■ **WHAT IS ASKED**: How many lines in the rows below contain the string "wall"? Give only the number.

(Photo-based point labeling data)
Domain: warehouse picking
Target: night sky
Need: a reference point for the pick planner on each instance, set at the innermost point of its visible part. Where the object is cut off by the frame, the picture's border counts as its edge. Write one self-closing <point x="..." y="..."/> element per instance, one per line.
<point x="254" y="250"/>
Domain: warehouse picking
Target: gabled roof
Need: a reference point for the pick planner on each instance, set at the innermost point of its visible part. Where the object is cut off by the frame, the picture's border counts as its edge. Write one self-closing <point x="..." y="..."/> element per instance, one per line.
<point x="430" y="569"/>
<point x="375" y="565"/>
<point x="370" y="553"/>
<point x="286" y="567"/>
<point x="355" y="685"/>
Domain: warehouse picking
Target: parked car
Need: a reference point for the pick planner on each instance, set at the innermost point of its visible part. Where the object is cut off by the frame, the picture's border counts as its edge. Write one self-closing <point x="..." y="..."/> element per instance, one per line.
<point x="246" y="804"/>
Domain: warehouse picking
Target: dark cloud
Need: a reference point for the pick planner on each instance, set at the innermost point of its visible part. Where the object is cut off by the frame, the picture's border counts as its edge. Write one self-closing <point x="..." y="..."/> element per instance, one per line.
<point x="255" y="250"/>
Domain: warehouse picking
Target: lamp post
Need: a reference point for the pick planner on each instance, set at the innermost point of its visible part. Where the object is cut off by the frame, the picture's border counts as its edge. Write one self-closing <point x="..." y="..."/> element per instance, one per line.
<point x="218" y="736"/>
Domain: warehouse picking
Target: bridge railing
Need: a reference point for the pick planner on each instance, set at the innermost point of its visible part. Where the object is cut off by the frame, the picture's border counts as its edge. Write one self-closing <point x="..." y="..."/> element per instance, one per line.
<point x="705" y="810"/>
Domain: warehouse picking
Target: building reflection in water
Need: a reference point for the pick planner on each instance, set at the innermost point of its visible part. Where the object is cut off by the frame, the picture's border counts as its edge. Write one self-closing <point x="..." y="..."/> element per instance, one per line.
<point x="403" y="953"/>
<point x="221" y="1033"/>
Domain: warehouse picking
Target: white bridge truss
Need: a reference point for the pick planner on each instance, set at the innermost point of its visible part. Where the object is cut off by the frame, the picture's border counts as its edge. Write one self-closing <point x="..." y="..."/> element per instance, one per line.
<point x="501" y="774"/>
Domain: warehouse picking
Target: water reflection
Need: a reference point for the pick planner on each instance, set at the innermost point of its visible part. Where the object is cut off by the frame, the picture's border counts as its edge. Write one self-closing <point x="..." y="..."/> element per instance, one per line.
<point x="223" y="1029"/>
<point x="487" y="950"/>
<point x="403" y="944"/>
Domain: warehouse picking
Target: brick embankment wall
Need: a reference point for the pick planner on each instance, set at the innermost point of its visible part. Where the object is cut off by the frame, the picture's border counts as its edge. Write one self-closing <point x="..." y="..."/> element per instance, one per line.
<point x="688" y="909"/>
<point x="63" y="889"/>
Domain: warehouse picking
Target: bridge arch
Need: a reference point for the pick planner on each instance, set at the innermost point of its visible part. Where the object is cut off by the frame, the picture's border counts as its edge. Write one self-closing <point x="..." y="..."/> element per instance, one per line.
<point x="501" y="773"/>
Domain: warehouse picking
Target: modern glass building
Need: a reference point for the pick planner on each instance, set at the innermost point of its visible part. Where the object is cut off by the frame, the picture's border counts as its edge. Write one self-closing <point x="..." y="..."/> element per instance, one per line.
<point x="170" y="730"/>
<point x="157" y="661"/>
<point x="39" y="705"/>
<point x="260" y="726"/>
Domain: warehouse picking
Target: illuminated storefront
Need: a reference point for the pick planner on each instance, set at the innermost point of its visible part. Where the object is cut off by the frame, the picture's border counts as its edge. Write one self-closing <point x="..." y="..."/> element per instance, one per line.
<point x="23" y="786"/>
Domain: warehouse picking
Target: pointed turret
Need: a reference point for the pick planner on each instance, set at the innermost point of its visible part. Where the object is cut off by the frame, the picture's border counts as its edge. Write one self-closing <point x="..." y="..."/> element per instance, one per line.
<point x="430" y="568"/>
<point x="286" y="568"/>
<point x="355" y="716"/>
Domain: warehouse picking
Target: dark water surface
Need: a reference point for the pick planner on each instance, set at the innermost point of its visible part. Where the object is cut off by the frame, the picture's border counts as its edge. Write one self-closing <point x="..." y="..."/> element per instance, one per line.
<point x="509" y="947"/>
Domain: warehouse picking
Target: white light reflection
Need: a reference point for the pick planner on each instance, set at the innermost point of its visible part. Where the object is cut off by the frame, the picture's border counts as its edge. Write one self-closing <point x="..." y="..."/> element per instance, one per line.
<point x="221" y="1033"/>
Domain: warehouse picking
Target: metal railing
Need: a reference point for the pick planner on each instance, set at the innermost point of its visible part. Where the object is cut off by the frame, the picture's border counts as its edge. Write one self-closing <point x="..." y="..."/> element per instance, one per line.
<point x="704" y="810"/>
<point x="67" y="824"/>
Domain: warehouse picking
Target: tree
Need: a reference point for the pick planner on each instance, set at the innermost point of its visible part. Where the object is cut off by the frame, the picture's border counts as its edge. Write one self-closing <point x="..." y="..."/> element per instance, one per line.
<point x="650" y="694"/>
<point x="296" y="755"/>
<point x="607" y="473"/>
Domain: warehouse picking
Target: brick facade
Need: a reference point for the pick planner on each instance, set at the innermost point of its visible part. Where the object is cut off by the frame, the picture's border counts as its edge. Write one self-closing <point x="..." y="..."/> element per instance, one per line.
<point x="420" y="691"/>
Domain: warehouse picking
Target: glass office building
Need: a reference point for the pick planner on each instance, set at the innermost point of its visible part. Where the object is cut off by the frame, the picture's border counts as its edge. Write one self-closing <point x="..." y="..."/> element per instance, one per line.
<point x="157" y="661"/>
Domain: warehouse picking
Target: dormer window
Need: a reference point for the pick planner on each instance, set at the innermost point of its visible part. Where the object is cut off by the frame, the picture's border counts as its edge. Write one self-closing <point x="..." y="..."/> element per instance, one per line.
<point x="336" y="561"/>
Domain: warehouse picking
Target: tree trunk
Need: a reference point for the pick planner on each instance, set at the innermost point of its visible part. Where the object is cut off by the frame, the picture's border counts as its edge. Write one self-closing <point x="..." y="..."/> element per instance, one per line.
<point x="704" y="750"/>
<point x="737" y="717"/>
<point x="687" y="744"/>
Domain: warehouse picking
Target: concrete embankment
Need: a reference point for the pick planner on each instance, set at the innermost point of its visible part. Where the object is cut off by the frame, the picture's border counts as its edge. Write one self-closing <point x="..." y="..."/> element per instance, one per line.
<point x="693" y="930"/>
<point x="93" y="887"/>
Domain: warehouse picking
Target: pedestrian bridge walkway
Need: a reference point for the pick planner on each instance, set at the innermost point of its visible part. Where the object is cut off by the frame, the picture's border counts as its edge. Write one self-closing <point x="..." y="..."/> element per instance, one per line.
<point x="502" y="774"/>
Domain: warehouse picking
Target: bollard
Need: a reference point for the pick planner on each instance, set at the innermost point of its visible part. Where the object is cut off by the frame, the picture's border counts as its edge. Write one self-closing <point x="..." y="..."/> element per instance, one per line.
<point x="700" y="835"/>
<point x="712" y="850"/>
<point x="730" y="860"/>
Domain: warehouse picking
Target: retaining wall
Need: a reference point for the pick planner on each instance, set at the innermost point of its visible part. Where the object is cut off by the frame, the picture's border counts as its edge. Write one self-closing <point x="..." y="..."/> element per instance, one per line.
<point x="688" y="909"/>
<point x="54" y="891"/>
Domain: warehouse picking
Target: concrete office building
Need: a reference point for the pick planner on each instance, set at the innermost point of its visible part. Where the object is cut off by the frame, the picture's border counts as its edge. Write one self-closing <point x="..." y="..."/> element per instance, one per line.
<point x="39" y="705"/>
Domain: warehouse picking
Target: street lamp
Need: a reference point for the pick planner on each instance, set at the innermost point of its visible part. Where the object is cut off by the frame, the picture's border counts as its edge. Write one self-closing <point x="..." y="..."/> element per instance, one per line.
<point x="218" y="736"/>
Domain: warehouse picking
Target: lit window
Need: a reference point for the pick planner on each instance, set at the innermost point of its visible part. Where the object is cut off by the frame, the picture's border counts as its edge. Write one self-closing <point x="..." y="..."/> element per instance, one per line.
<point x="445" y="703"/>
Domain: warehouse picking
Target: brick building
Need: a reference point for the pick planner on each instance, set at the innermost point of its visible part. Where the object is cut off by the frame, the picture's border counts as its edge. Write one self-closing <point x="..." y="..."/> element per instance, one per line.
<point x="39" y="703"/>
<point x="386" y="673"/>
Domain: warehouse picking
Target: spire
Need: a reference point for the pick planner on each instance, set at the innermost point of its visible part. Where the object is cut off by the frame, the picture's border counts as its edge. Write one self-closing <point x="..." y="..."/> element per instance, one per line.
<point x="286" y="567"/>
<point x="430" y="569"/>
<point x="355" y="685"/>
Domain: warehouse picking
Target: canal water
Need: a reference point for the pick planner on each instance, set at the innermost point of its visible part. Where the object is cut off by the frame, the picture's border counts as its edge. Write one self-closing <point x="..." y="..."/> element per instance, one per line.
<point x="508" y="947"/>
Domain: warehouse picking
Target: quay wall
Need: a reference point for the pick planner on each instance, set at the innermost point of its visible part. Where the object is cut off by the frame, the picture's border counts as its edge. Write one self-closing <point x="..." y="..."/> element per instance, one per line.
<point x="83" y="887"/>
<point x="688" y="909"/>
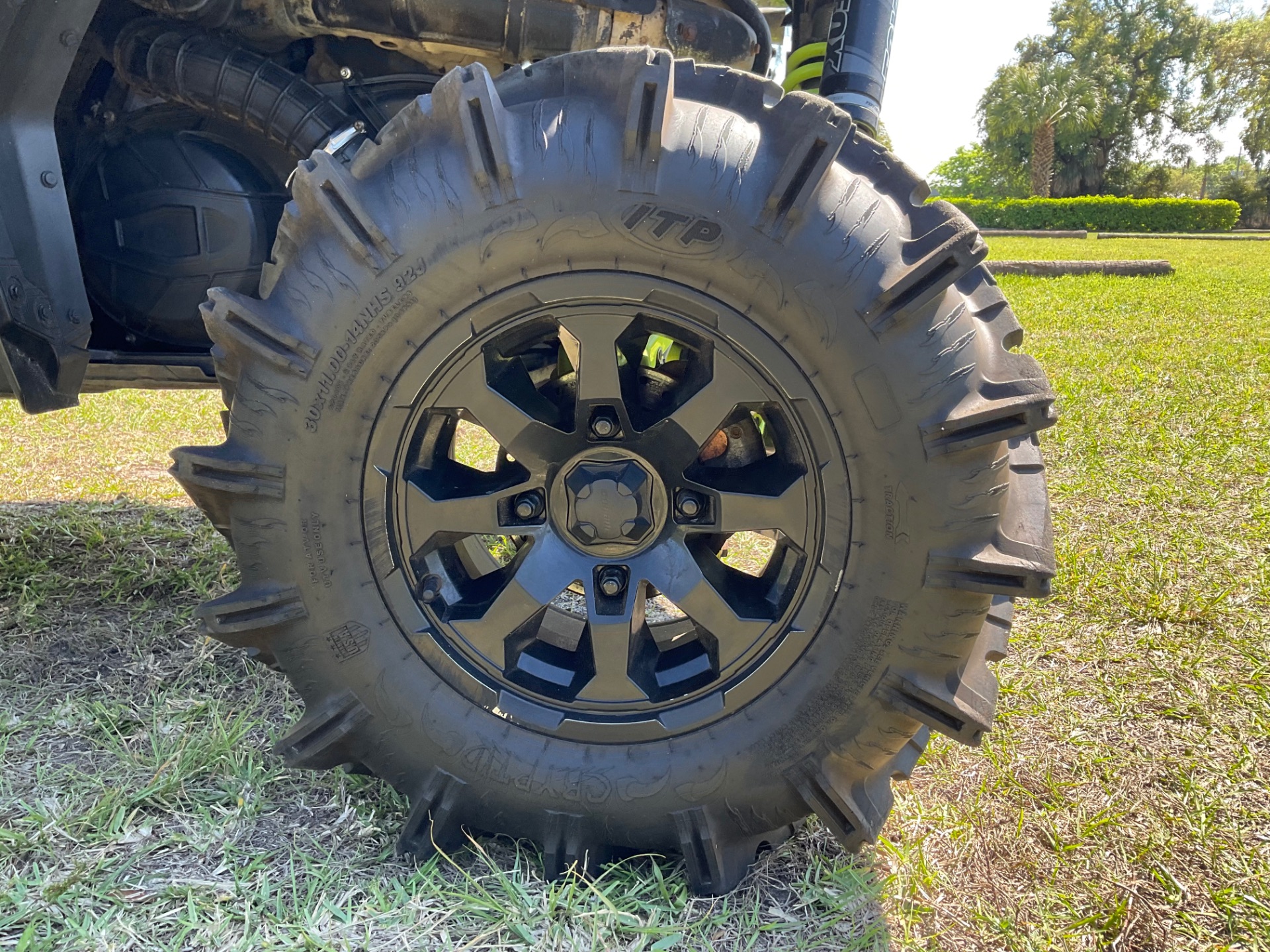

■ **RESULT FOR THIS EXERCISE**: 3